Below are the records; reproduce all of them exactly but without any images.
====
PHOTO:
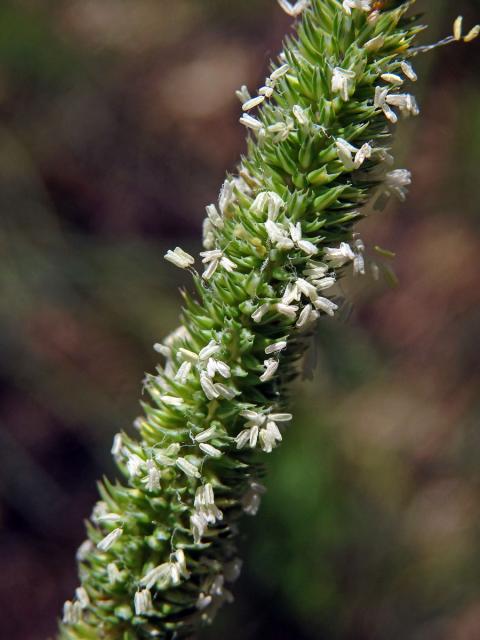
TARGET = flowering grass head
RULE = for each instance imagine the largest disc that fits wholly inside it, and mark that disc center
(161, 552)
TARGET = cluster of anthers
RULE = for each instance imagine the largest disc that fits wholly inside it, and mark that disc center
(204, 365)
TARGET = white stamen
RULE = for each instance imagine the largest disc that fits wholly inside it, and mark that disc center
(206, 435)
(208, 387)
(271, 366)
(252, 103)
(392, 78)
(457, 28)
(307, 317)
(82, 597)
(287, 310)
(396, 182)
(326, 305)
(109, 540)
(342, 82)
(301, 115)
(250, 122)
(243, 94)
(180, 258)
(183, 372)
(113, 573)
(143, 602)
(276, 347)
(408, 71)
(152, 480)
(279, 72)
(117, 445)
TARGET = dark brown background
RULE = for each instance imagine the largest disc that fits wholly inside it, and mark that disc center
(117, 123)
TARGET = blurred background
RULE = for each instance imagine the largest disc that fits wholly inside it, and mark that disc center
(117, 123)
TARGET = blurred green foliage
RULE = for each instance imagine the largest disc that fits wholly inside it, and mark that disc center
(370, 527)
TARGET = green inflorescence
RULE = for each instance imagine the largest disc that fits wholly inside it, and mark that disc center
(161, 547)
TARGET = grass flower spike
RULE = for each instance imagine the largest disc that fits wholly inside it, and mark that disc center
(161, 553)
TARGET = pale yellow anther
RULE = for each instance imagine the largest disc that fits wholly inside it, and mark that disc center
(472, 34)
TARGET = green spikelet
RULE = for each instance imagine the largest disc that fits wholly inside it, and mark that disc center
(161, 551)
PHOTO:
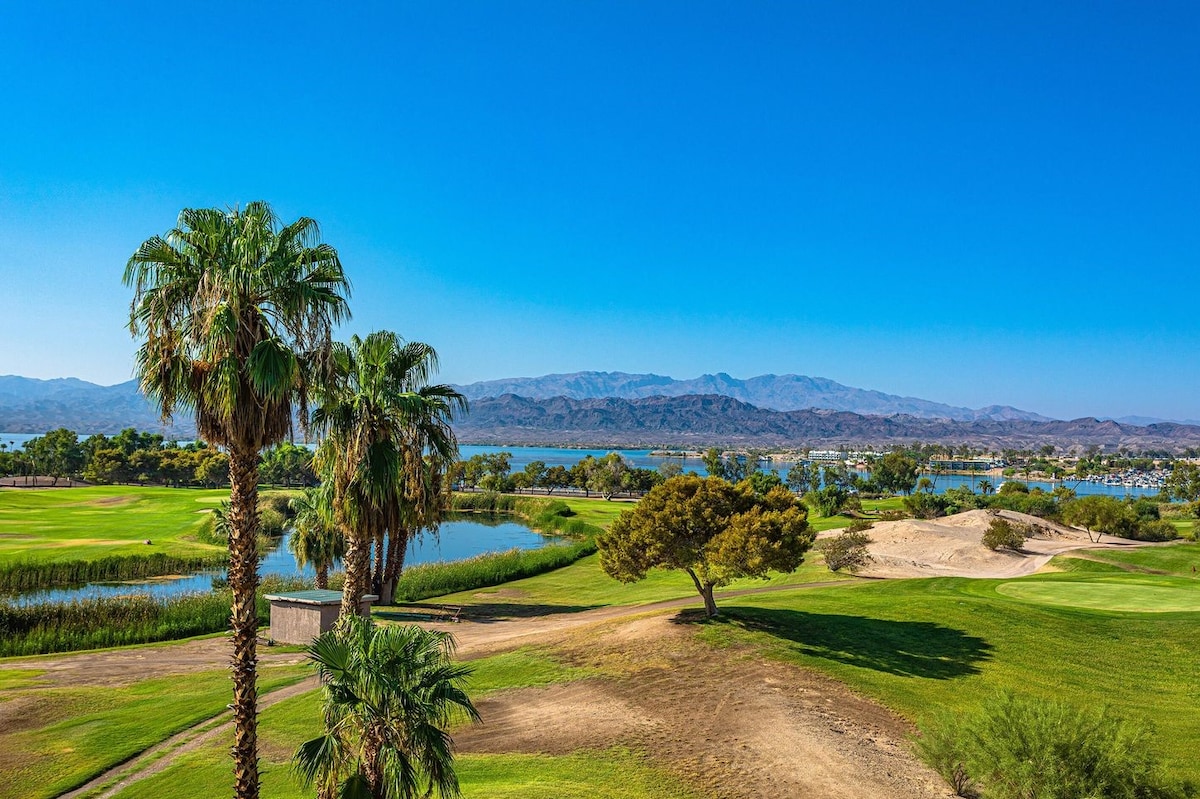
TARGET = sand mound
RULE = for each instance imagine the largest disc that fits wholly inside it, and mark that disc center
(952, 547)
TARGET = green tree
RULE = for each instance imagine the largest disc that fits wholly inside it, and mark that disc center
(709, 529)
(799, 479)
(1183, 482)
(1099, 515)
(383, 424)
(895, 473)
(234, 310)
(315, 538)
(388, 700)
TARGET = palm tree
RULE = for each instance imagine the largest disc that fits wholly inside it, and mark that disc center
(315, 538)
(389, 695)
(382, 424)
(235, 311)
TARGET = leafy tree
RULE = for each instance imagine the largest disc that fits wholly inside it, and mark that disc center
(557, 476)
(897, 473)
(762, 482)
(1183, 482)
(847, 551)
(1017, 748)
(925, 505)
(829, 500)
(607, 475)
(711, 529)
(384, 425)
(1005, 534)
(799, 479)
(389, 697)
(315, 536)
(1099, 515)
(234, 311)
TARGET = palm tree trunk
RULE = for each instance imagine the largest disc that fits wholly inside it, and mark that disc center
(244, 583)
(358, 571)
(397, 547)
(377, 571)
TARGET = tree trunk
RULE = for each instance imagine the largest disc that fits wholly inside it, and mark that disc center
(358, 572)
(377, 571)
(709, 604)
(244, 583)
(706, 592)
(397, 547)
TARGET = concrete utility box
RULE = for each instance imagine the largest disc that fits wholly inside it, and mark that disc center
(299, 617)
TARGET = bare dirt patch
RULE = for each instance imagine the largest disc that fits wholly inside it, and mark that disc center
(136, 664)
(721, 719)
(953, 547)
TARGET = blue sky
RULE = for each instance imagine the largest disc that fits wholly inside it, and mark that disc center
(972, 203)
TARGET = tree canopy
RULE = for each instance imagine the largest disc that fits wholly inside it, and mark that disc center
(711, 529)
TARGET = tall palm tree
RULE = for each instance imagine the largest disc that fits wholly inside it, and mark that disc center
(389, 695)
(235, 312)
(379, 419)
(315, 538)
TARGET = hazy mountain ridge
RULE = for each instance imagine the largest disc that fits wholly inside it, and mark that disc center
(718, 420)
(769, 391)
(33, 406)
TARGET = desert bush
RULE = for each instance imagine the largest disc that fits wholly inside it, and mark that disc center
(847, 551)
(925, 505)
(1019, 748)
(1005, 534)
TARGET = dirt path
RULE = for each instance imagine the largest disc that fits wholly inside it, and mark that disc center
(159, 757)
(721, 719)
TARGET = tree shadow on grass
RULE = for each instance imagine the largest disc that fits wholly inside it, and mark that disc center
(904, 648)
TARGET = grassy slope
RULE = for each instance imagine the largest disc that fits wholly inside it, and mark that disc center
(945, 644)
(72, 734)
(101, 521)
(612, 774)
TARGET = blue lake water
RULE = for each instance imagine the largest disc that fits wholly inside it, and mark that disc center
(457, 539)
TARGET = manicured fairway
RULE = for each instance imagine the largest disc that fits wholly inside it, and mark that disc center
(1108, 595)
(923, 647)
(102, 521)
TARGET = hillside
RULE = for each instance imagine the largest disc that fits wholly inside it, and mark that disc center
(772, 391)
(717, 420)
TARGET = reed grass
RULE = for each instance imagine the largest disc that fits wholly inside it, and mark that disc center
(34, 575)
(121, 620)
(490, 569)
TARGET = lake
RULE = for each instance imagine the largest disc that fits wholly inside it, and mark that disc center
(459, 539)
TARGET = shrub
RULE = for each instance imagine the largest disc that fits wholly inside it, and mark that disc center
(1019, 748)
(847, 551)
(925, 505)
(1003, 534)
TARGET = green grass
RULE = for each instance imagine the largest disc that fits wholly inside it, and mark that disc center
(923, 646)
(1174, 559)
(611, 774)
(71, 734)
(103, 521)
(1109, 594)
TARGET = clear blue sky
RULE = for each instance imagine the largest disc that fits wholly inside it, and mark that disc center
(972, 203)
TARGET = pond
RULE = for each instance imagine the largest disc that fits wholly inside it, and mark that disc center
====
→ Solution for this exercise:
PHOTO:
TARGET = flowering grass head
RULE = for each instance imagine the largest disc that fits wholly inside it, and mark that disc center
(161, 552)
TARGET = cluster of anthers
RULE = for each instance imagine the largest disc that fits wholly inside it, and mark that disc center
(204, 365)
TARGET = white stamen
RULE = for each instance imagine the largest disc that fits wholly inside it, and mark that disc center
(206, 435)
(208, 387)
(271, 366)
(252, 103)
(392, 78)
(457, 28)
(307, 317)
(82, 597)
(287, 310)
(396, 182)
(326, 305)
(109, 540)
(342, 82)
(301, 115)
(250, 122)
(243, 94)
(180, 258)
(183, 372)
(113, 573)
(143, 602)
(276, 347)
(408, 71)
(152, 480)
(279, 72)
(117, 445)
TARGET = dark brown background
RULE = for each instance imagine the largest disc that fits wholly inside it, and mark that disc center
(117, 123)
TARGET = blurred background
RULE = for each instance imagine the largest disc that fits wholly inside it, and mark that disc center
(117, 123)
TARGET = blurred green foliage
RULE = for each instance imagine the largest disc that fits wholly inside it, and mark that disc center
(370, 527)
TARGET = green inflorescence
RULE = for each instance imagine the largest disc that fits wholly inside it, and mark that disc center
(161, 547)
TARGET = grass flower spike
RULE = for each instance imagine the largest disc that fits wholly inside it, and mark that disc center
(161, 553)
TARGET = pale yellow anther
RULE = for each instance imagine the largest disc that fits wholly inside it, and mark that disc center
(472, 34)
TARGET = green spikelet
RULE = for each instance imagine the largest disc that fits wholly inside it, and mark that disc center
(161, 551)
PHOTO:
TARGET = sand mound
RULE = for each instance imagine the largest disc that fits wholly inside it, and mark that disc center
(952, 547)
TARGET = green tree
RULE = for each instance imagine the largest disc that fits wholly inside it, and mark that disc center
(709, 529)
(799, 479)
(1183, 482)
(1099, 515)
(383, 424)
(895, 473)
(234, 310)
(315, 538)
(388, 700)
TARGET = palm tree
RULE = for each instance imagine the largest disc that fits wholly inside it, and mark that disc center
(315, 538)
(389, 695)
(382, 424)
(235, 311)
TARGET = leafy tree
RULE = for each instance imagine the largest disc that fits wholly inside it, and mark that disc center
(557, 476)
(897, 473)
(762, 482)
(1183, 482)
(847, 551)
(1017, 748)
(925, 505)
(829, 500)
(607, 475)
(711, 529)
(384, 425)
(1005, 534)
(799, 479)
(389, 697)
(315, 536)
(1099, 515)
(234, 311)
TARGET = palm tree trunk
RULE = for each instance imagine the largest disc that fits wholly inside it, and mark that disc center
(244, 583)
(358, 571)
(397, 547)
(377, 571)
TARGET = tree trunk
RULE = for each instance imagine the largest disc that fits wholly inside it, and mark that disc center
(358, 572)
(377, 571)
(709, 604)
(244, 583)
(706, 592)
(397, 547)
TARGET = concrete utility box
RULE = for each instance imagine the largest disc that fits wholly inside it, and mark that disc center
(299, 617)
TARGET = bare dirt patch
RULE = for each instance imagine the largest disc that fits wholly inside it, and mark that disc center
(136, 664)
(721, 719)
(953, 547)
TARGET = blue sky
RULE = for each instance imagine the largest disc that fits wholly inside it, and mark that disc center
(972, 203)
TARGET = tree canopy
RULE = for each instance imagine the largest disc that fits wholly inside it, and mark that disc center
(711, 529)
TARGET = tall palm tree
RULE = for each instance imagine the largest disc that fits wholly inside it, and mark that disc center
(389, 695)
(235, 312)
(379, 419)
(315, 538)
TARGET = hazy mountain ridge
RULE = for each instance imagine the largest disc that fits wholly inside it, and mark that disc center
(718, 420)
(769, 391)
(33, 406)
TARGET = desert bush
RULE = for each instance imagine the largest disc that fits wholly inside it, and mark that disc center
(847, 551)
(925, 505)
(1019, 748)
(1005, 534)
TARGET = dirt path
RULE = for each instance imagine the largest disc that fits wholly inside it, and mark that disc center
(159, 757)
(721, 719)
TARGET = tree shadow on grass
RULE = for each instance imagine the largest disc that fits wholly inside it, and mark that disc center
(904, 648)
TARGET = grassy slope
RULE = for each instance imagine the largest disc that fits wholly inside it, and mark that disc center
(945, 644)
(72, 734)
(101, 521)
(612, 774)
TARGET = blue lake water
RULE = for each instance imagine the largest disc that fits wholly inside it, and mark that disc center
(457, 539)
TARGET = manicured fairway
RULE = for each instance imagine the largest disc that fits wholly inside it, and mark that disc center
(1108, 595)
(923, 647)
(102, 521)
TARGET = hillside
RULE = for each instance imagine the largest disc that fits wholly inside it, and mark that disc center
(772, 391)
(717, 420)
TARGET = reed grass
RULE = for each instance imagine the largest disc that fits wholly inside it, and mark that disc center
(34, 575)
(121, 620)
(490, 569)
TARGET = lake
RULE = for each instance imagine the largest disc that fits wholly inside it, and mark that disc center
(459, 539)
TARGET = shrub
RULE = for each instance imagine the largest disc that fits wholly inside it, and mark that disc center
(1019, 748)
(847, 551)
(925, 505)
(1003, 534)
TARGET = green grass
RULE = for each instance imagine the largest disc that fits wholly inside it, and mark that disc center
(923, 646)
(1174, 559)
(611, 774)
(71, 734)
(103, 521)
(1109, 594)
TARGET = clear blue sky
RULE = for each instance imagine the largest disc that fits wholly inside it, and mark that disc center
(972, 203)
TARGET = pond
RULE = for each instance imagine the largest disc that fits wholly inside it, and mark that disc center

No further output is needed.